Entries from a pointing dataset
=-=-=

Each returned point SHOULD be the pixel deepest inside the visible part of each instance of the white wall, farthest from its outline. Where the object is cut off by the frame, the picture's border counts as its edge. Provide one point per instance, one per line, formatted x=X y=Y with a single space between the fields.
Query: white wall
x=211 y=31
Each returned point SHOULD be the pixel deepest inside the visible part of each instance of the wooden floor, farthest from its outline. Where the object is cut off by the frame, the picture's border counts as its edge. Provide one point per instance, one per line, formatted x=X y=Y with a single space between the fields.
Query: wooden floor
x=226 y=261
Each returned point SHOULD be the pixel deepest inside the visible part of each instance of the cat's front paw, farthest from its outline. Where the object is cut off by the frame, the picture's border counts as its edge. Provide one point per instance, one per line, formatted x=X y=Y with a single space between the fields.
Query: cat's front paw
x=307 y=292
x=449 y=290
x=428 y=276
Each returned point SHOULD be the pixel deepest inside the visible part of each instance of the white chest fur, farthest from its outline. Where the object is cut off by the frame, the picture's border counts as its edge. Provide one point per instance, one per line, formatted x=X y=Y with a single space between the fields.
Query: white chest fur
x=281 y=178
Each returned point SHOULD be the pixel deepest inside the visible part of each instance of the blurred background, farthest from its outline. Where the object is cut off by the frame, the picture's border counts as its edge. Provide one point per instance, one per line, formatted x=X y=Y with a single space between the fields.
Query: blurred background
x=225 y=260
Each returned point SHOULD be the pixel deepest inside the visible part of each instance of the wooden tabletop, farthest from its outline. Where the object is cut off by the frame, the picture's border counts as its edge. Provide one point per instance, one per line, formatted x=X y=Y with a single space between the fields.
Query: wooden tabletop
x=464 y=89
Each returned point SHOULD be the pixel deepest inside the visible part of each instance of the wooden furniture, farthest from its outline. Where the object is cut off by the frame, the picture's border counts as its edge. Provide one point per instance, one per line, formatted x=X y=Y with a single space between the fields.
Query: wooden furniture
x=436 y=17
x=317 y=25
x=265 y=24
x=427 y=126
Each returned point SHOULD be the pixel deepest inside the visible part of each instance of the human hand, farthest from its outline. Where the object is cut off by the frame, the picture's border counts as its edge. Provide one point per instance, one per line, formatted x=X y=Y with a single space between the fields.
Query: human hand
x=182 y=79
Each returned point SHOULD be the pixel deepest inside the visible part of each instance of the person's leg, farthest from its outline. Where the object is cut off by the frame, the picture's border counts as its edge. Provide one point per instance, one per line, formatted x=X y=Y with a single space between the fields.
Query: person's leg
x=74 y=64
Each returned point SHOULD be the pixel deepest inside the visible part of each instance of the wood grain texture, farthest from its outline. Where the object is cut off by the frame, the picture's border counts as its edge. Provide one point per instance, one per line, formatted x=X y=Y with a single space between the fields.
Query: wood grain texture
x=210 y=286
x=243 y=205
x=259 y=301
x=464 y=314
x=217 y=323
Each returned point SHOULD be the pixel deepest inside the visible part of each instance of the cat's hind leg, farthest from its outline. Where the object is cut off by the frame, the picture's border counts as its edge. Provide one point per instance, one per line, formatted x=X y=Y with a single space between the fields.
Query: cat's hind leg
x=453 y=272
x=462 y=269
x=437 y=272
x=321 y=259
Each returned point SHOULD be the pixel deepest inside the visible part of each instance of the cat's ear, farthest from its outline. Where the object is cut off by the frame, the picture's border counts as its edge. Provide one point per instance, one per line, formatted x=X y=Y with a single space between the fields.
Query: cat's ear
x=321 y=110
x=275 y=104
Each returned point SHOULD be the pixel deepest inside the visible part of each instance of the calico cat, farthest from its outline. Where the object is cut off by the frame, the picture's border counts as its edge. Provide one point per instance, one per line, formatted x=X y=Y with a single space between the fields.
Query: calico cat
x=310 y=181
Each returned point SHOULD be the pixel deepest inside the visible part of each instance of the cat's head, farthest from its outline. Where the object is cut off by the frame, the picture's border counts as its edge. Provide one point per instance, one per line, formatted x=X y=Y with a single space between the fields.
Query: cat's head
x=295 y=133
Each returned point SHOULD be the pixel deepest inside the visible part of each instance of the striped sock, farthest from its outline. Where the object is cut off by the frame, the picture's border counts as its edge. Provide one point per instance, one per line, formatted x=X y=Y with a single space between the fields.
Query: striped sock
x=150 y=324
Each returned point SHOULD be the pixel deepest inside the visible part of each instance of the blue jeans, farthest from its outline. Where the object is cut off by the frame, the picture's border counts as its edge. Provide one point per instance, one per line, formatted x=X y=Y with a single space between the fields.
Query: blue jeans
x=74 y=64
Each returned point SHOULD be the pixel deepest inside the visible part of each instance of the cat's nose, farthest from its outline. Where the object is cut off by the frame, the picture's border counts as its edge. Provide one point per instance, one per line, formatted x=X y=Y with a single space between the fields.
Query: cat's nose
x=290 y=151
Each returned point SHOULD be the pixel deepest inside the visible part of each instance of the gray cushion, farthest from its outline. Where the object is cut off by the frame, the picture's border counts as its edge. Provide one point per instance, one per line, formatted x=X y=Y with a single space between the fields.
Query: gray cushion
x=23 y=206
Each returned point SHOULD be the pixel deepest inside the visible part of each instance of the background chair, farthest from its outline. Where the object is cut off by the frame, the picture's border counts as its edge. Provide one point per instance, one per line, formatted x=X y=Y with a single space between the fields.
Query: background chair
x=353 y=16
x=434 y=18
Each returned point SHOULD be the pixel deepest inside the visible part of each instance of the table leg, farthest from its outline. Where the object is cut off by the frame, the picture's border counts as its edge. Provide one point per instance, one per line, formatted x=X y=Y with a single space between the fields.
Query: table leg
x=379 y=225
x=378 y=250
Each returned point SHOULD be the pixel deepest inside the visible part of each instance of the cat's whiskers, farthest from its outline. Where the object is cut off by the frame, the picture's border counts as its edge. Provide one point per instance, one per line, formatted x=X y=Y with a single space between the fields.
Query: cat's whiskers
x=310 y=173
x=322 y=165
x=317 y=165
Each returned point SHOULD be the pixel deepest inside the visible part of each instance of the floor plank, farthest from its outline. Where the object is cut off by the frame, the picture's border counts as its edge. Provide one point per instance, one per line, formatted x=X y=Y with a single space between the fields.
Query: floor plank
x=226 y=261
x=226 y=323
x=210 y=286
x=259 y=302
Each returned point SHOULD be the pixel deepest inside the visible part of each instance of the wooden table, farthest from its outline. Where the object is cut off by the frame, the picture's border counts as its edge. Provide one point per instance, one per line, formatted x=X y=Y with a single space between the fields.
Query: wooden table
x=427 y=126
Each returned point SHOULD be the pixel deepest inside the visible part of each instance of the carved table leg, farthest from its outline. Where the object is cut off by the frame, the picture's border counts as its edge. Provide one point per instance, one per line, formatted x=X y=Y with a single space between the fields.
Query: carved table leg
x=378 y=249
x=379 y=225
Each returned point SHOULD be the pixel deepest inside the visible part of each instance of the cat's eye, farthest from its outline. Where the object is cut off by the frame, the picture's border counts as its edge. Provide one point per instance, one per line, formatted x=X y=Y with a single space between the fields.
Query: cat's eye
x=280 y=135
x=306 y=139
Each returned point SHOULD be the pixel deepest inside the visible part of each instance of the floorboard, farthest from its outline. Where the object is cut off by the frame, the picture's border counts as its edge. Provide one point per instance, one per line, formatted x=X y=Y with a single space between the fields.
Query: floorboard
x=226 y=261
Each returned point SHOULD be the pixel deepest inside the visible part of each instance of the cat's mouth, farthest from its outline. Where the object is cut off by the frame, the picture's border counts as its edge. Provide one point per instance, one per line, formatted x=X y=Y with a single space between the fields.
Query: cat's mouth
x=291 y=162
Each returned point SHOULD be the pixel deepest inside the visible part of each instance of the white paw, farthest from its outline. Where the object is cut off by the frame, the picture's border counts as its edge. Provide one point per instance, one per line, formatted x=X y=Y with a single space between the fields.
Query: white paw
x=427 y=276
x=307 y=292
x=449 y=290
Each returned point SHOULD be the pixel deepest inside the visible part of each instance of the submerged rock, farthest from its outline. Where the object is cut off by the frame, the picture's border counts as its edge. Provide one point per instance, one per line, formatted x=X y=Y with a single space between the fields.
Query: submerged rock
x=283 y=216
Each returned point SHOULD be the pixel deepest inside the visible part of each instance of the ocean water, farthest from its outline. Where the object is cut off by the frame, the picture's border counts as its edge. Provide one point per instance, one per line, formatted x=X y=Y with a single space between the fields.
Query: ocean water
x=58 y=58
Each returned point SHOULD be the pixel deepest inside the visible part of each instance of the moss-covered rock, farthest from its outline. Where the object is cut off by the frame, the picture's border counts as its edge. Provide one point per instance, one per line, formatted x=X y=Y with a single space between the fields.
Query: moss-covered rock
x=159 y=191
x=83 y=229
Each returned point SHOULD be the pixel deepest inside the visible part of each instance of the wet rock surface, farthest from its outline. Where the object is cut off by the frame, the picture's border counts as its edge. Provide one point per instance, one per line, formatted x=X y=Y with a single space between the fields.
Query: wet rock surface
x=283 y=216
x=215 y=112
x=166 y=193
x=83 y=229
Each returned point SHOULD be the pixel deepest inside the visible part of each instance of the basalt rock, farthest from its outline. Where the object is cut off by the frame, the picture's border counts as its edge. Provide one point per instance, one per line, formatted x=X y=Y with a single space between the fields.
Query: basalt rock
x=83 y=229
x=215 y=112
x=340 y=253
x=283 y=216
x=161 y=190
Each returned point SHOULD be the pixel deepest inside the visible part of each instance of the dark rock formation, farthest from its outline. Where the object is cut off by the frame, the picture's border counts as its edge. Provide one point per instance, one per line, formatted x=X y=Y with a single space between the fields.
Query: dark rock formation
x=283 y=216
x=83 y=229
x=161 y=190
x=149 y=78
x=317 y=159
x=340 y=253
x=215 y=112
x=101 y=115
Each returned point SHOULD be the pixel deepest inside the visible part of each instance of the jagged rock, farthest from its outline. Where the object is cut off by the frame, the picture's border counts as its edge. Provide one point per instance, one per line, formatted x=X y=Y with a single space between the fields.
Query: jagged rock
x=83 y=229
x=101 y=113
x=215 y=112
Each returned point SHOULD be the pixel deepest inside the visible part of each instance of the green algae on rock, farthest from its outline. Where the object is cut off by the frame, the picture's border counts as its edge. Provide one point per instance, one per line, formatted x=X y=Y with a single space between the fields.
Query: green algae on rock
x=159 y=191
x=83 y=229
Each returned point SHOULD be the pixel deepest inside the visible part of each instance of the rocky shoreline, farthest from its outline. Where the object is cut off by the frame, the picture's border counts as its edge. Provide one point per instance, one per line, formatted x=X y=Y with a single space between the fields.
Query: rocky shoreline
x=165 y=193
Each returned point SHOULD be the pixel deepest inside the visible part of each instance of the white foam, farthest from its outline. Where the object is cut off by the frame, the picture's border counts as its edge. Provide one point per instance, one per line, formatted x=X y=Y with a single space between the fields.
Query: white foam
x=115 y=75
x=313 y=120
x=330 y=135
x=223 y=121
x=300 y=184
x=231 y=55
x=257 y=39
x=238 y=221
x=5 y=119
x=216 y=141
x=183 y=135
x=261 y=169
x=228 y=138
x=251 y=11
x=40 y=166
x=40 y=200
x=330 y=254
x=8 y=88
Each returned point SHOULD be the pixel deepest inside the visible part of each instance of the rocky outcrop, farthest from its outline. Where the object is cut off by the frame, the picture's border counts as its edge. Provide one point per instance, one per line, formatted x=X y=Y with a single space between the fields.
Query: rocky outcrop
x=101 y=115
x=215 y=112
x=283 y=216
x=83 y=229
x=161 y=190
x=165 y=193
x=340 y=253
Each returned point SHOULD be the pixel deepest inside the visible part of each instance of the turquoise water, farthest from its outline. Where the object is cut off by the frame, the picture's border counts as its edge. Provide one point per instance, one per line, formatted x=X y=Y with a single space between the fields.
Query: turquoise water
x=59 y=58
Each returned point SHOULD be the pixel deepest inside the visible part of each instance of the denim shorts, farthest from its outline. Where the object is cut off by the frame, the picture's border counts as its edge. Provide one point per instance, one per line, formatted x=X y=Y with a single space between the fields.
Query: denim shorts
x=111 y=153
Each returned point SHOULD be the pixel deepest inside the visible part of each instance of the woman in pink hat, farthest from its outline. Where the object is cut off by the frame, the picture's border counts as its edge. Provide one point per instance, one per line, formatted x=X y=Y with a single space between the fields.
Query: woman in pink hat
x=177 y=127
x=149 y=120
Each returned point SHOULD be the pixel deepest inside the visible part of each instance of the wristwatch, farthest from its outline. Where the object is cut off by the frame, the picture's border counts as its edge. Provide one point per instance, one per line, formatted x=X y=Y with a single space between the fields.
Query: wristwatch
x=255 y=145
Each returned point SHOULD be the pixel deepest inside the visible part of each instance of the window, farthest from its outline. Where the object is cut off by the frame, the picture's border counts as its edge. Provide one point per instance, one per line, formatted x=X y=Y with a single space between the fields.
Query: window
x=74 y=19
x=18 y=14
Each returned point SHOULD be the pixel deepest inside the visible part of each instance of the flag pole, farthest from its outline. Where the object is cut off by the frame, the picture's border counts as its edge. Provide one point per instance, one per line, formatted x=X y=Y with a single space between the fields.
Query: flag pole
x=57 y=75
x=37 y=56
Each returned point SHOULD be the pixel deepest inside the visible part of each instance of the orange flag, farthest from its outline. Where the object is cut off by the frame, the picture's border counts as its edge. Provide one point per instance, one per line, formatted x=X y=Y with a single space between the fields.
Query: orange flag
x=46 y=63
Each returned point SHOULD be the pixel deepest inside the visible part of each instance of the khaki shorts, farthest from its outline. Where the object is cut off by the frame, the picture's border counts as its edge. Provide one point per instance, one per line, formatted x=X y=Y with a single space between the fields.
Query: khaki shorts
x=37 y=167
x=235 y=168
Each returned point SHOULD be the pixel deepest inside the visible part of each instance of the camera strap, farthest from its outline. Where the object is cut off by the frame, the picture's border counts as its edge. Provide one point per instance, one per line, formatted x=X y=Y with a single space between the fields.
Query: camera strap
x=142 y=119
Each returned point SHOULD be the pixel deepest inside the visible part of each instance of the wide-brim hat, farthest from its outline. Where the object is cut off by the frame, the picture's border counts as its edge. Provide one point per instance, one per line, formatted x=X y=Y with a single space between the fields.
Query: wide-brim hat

=-=-=

● **Given task**
Copy the records from the line containing "of the turquoise" through the line containing "x=111 y=153", switching every "denim" to "linen" and keeping all else the same.

● **Full output**
Each returned point SHOULD be the pixel deepest inside the visible part of each instance of the turquoise water, farthest from its outline. Where the object is cut off by the frame, the picture's border counts as its edge. Provide one point per instance, one per line, formatted x=X y=Y with a single space between the fields.
Query: turquoise water
x=59 y=58
Each returned point SHOULD be the pixel deepest inside the visible part of each instance of the linen shorts, farthest from its outline. Where the object is cut off by the frame, the picture's border counts as its edge. Provide one point per instance, one per line, formatted x=X y=Y with a single space between the fields.
Query: linen shorts
x=111 y=153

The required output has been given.